▶ [TEXT PASSAGE]

[start]

The Jackson County Travel and Tourism Authority shares every inquiry it gets with Sue Bumgarner, the head of the Cashiers tourism arm.
That way, Cashiers can send out its own Cashiers-tailored literature and brochures to prospective tourists, in addition to what’s being sent out on behalf of the whole county, said Spiro. Spiro shares responses that come in from magazine ads, as well as a database of people who have called or emailed to request travel information.
“If I get leads from AAA Go, Blue Ridge Parkway, Southern Living, I just forward those to (Bumgarner) because I don’t know if she has those leads or not, so I just share the leads with her,” Spiro said.
Bumgarner, however, does not share inquiries coming in to the Cashiers office with the Jackson Travel and Tourism Authority. Bumgarner was vague initially when asked whether she shared visitor inquires with Spiro. At first, she said “yes.”
But when asked specifically how she shared the inquiries, Bumgarner said that she actually did not share inquires that came in from magazine ads — she only shares inquires from people who call or email asking for travel information.
“Yes, we share those. We email them back and forth,” Bumgarner said.

[end]

▶ [WHAT TO DO]
a. Please transcribe everything in the Jackson County tourism article from "The Jackson County" down to "request travel information.".
b. Go on with the Jackson County tourism article from its last sentence.

Image box annotation records:
[start]

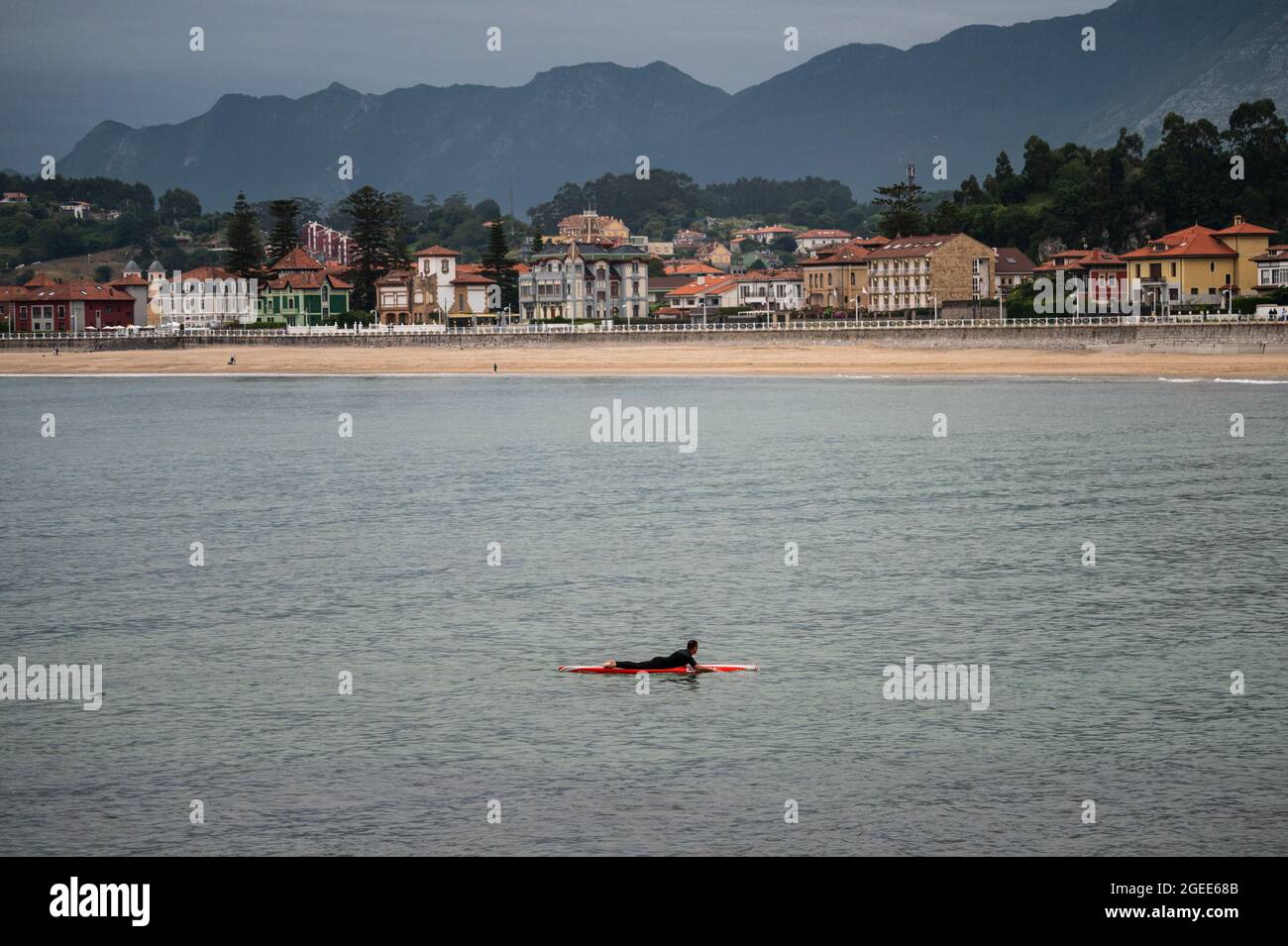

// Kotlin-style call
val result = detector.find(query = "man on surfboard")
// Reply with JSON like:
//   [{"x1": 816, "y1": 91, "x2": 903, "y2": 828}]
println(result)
[{"x1": 604, "y1": 641, "x2": 705, "y2": 674}]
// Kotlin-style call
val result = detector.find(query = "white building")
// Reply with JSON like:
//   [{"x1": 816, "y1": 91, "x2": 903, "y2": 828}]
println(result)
[{"x1": 738, "y1": 269, "x2": 805, "y2": 311}]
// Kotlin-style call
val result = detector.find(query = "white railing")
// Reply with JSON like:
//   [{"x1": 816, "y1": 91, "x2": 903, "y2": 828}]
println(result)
[{"x1": 0, "y1": 311, "x2": 1288, "y2": 341}]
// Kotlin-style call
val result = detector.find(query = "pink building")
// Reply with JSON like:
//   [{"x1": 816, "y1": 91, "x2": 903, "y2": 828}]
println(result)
[{"x1": 300, "y1": 220, "x2": 357, "y2": 266}]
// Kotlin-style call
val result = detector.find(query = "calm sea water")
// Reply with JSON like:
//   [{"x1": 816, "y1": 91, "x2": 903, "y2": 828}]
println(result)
[{"x1": 0, "y1": 375, "x2": 1288, "y2": 855}]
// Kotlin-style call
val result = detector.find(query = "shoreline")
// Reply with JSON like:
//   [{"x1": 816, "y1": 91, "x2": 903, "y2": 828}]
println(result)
[{"x1": 0, "y1": 343, "x2": 1288, "y2": 381}]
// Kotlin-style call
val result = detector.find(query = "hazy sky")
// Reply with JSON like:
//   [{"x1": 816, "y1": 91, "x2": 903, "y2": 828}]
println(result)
[{"x1": 0, "y1": 0, "x2": 1109, "y2": 173}]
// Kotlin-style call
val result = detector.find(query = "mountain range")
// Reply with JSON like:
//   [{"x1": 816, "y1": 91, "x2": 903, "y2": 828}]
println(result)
[{"x1": 59, "y1": 0, "x2": 1288, "y2": 212}]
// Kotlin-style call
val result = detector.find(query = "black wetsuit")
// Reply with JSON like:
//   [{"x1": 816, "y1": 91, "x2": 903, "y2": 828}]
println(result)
[{"x1": 617, "y1": 650, "x2": 698, "y2": 671}]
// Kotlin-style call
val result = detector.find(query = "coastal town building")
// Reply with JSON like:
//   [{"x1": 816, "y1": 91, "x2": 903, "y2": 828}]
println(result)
[
  {"x1": 1252, "y1": 244, "x2": 1288, "y2": 292},
  {"x1": 0, "y1": 272, "x2": 136, "y2": 332},
  {"x1": 993, "y1": 246, "x2": 1034, "y2": 298},
  {"x1": 1122, "y1": 216, "x2": 1275, "y2": 305},
  {"x1": 300, "y1": 220, "x2": 358, "y2": 266},
  {"x1": 112, "y1": 260, "x2": 149, "y2": 326},
  {"x1": 662, "y1": 260, "x2": 725, "y2": 279},
  {"x1": 867, "y1": 233, "x2": 995, "y2": 318},
  {"x1": 735, "y1": 269, "x2": 805, "y2": 313},
  {"x1": 549, "y1": 210, "x2": 631, "y2": 245},
  {"x1": 1033, "y1": 250, "x2": 1132, "y2": 313},
  {"x1": 800, "y1": 238, "x2": 884, "y2": 311},
  {"x1": 519, "y1": 242, "x2": 648, "y2": 321},
  {"x1": 693, "y1": 242, "x2": 733, "y2": 272},
  {"x1": 796, "y1": 229, "x2": 854, "y2": 254},
  {"x1": 657, "y1": 274, "x2": 738, "y2": 322},
  {"x1": 671, "y1": 231, "x2": 709, "y2": 250},
  {"x1": 255, "y1": 246, "x2": 353, "y2": 326},
  {"x1": 376, "y1": 246, "x2": 494, "y2": 326},
  {"x1": 648, "y1": 275, "x2": 693, "y2": 308},
  {"x1": 1212, "y1": 214, "x2": 1276, "y2": 291},
  {"x1": 733, "y1": 224, "x2": 796, "y2": 245}
]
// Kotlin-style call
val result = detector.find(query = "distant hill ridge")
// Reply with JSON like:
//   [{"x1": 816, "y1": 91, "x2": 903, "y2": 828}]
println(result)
[{"x1": 59, "y1": 0, "x2": 1288, "y2": 212}]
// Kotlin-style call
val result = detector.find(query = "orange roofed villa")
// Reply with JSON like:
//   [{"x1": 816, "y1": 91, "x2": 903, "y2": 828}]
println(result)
[
  {"x1": 376, "y1": 246, "x2": 496, "y2": 326},
  {"x1": 1122, "y1": 216, "x2": 1275, "y2": 306}
]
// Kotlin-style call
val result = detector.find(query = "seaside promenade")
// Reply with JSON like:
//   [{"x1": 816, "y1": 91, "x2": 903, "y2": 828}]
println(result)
[{"x1": 0, "y1": 319, "x2": 1288, "y2": 379}]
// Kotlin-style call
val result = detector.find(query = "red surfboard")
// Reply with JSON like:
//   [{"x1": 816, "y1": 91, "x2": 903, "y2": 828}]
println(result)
[{"x1": 559, "y1": 664, "x2": 760, "y2": 674}]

[end]

▶ [PER-TASK ANSWERS]
a.
The Jackson County Travel and Tourism Authority shares every inquiry it gets with Sue Bumgarner, the head of the Cashiers tourism arm.
That way, Cashiers can send out its own Cashiers-tailored literature and brochures to prospective tourists, in addition to what’s being sent out on behalf of the whole county, said Spiro. Spiro shares responses that come in from magazine ads, as well as a database of people who have called or emailed to request travel information.

b.
However, Spiro said she has not received any leads or visitor inquires from Cashiers barring a few times in early 2010 from one of Bumgarner’s assistants. But that person left, and since then, Spiro has not gotten any inquiries from Cashiers despite asking for them from time to time.
Upon further questioning, Bumgarner said she shared inquires with members of the Cashiers Chamber of Commerce who pay an extra fee for the inquiry list.
“We send it out to our members that pay to get the inquiry list every week,” Bumgarner said.
Inns, cabin rentals, golf courses and the like can use the inquiry list to send out their own brochures, peppering the prospective tourists with a litany of travel literature in hopes of luring them to their particular establishment.
But, the list isn’t available for non-chamber members.
“You can’t have it, not from us,” Bumgarner said.
Other tourism entities that get tax dollars for marketing make the inquiry list available to all accommodations owners, since they all help collect the tax.
“The accommodation owners are provided it free of charge,” Spiro said of the inquiry list produced by the Jackson tourism agency.
Tracking visitor numbers
The Cashiers visitor center does not keep an exact record of how many walk-in visitors come through its doors.
Bumgarner pegged foot traffic at the visitor center as “close to 10,000” so far this year. Most visitor centers, including those in Maggie Valley, Waynesville and Sylva, use a clicker to count walk-in traffic.
Cashiers uses estimates. Bumgarner was initially vague about the methodology for tracking visitors.
“Just by, you know, daily counts,” Bumgarner said.
When asked specifically whether her office used a clicker to count each person, Bumgarner replied, “we just estimate at the end of the day. I just kind of check off at the end of the day how many we had.”
As for telephone calls or web hits?
“Oh Lord, I have no clue on those,” Bumgarner said.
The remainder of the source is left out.